▶ EXERCISE DETAILS
Each record beneath this line should be returned exactly as it is.

▶ DATA FOR THE TASK
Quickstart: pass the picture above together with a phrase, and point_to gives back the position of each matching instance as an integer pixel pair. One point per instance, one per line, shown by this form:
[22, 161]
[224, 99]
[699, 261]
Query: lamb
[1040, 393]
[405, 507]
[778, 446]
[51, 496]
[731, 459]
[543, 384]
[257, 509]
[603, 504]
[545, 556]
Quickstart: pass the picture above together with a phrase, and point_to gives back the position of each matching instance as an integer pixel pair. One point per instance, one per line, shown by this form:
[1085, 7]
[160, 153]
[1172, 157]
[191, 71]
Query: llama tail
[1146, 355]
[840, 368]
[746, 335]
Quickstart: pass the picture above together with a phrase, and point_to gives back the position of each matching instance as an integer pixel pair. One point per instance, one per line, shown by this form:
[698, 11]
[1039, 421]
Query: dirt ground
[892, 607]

▶ FINISHED EXERCISE
Quickstart: pass the picture above together with a phrase, and point_to gives back the position of each matching instance as an integer pixel pair. One point per instance, one per line, shown by this form:
[22, 161]
[224, 99]
[699, 261]
Query: lamb
[1040, 393]
[405, 507]
[778, 446]
[51, 496]
[731, 459]
[543, 384]
[257, 509]
[603, 504]
[545, 556]
Quickstart: pass the picture above together with a phrase, and point_to gives back the position of each matching instance as an integer pixel pair. One point per instance, one per line, shown by this form:
[1085, 7]
[160, 153]
[1172, 157]
[191, 71]
Query: llama tail
[1146, 355]
[840, 368]
[746, 335]
Quickstart: pass the picture above together with a phrase, and point_to gives back the position of each matching instance as an integer pixel pair. One point per instance, one per line, shown by this form:
[698, 11]
[1039, 421]
Query: dirt ground
[892, 607]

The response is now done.